Problem details |
Print the first line of the data below and every one after it, through the line containing "Draw the outline of every instance of the shoulder", exactly as written.
- Opening Delimiter -
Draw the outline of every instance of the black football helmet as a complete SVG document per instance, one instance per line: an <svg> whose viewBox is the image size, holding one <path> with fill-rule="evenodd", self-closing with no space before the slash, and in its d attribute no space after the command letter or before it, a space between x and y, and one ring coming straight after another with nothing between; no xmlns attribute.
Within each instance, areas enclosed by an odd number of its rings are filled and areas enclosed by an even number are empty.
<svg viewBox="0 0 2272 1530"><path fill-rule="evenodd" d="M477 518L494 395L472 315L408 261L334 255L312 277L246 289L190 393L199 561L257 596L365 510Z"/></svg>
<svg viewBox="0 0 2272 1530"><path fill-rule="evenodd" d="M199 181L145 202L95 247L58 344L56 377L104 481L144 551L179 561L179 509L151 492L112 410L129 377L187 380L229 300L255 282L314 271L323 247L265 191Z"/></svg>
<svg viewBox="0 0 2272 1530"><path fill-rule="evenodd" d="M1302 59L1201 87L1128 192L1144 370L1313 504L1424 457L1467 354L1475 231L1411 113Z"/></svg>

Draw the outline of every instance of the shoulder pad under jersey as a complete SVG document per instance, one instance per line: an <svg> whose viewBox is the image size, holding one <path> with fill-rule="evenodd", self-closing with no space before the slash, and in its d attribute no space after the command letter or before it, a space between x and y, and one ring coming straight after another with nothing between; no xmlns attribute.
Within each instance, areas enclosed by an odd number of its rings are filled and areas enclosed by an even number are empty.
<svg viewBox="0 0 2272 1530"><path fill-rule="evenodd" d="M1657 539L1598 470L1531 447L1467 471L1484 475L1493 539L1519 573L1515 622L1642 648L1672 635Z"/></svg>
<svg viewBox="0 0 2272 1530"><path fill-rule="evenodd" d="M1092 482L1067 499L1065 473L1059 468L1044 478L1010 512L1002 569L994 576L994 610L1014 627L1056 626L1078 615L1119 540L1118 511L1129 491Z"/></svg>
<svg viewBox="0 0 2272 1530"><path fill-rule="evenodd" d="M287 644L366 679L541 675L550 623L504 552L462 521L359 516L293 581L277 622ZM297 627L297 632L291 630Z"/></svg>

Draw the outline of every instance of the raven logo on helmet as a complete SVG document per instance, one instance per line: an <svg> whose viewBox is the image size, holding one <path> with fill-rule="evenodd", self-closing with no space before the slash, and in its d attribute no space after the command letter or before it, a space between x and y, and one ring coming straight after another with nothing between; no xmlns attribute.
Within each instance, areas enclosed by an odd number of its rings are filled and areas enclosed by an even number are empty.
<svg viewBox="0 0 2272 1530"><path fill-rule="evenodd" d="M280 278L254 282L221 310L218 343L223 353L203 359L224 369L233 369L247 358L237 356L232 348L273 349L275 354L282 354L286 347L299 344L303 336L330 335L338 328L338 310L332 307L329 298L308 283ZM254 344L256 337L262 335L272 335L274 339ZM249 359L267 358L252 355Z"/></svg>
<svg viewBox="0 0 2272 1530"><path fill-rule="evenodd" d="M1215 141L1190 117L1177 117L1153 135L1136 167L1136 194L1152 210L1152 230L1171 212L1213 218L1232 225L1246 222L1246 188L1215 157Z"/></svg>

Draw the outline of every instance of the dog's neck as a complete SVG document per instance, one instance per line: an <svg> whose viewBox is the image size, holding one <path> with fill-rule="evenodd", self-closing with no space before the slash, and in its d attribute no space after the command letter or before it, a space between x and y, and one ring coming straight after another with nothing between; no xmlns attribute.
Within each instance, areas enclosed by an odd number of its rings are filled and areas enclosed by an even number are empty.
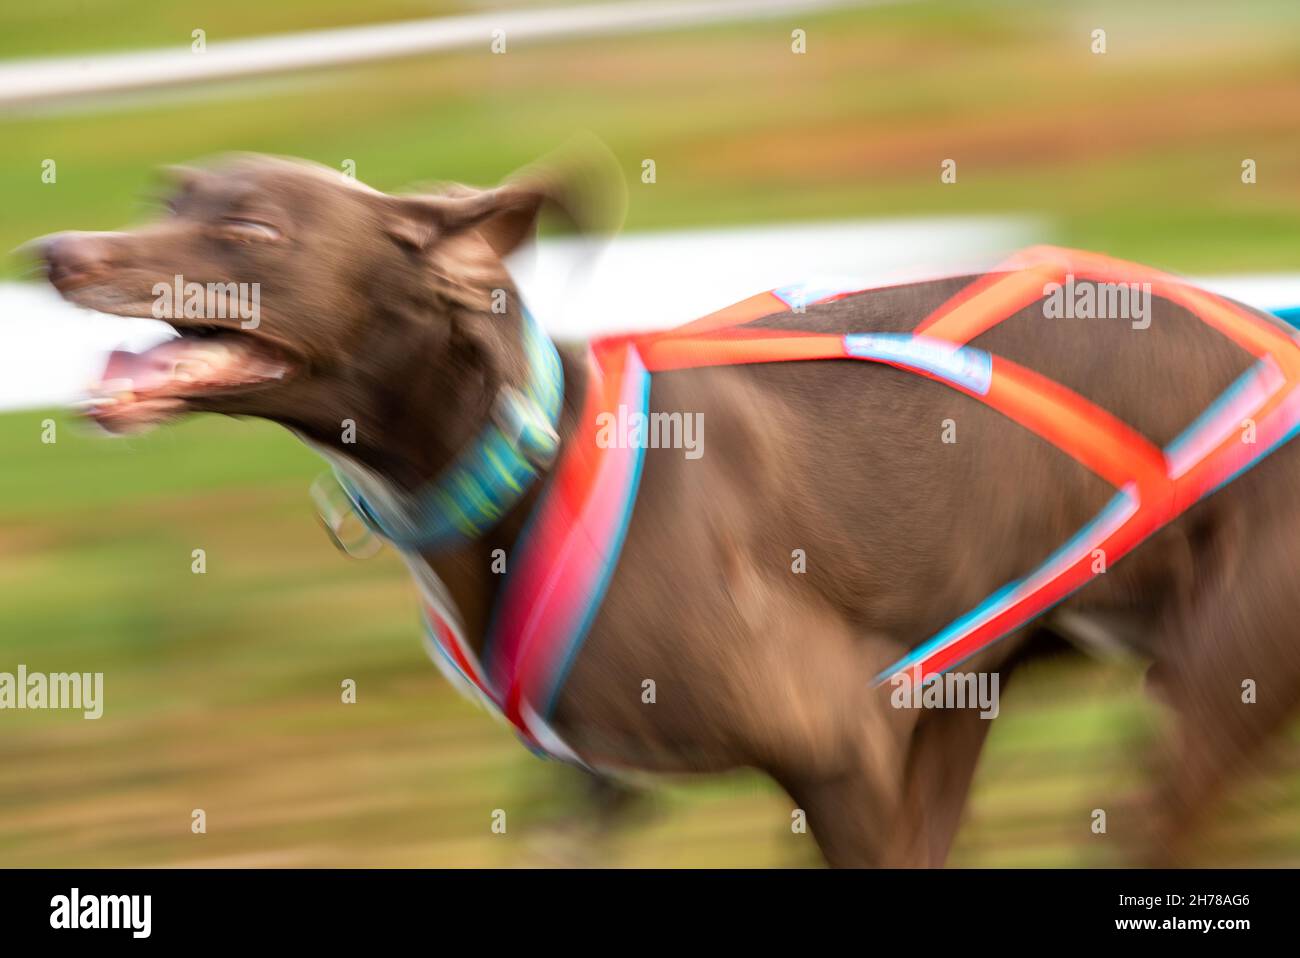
- Closing Delimiter -
Your solution |
Draw the outline of every instance of the black football helmet as a complete SVG document per instance, one instance per line: an <svg> whose viewBox is the image size, holding one <path> with fill-rule="evenodd", self-closing with no space before the slash, and in its d attribute no space after the command letter or before it, a space between x and y, and one ring coming straight after another with nothing between; no xmlns attribute.
Within each instance, areas enclosed by an odd number of its rings are filled and areas enclosed by an even number are empty.
<svg viewBox="0 0 2272 1530"><path fill-rule="evenodd" d="M477 518L494 395L472 315L408 261L334 255L312 277L246 289L190 393L199 561L257 596L365 510Z"/></svg>
<svg viewBox="0 0 2272 1530"><path fill-rule="evenodd" d="M199 181L145 202L95 247L58 344L56 377L104 481L144 551L179 561L179 509L151 492L112 410L129 377L187 380L229 300L255 282L314 271L323 247L265 191Z"/></svg>
<svg viewBox="0 0 2272 1530"><path fill-rule="evenodd" d="M1302 59L1201 87L1128 192L1144 370L1313 504L1424 457L1467 354L1475 231L1411 113Z"/></svg>

Draw the outline of every instance of the shoulder pad under jersey as a complete SVG document per instance, one instance per line: an <svg> whose viewBox is the image size, holding one <path> with fill-rule="evenodd", self-closing with no space before the slash, and in its d attribute no space after the command letter or before it, a space between x and y, and one ring coming straight after another with nothing between; no xmlns attribute.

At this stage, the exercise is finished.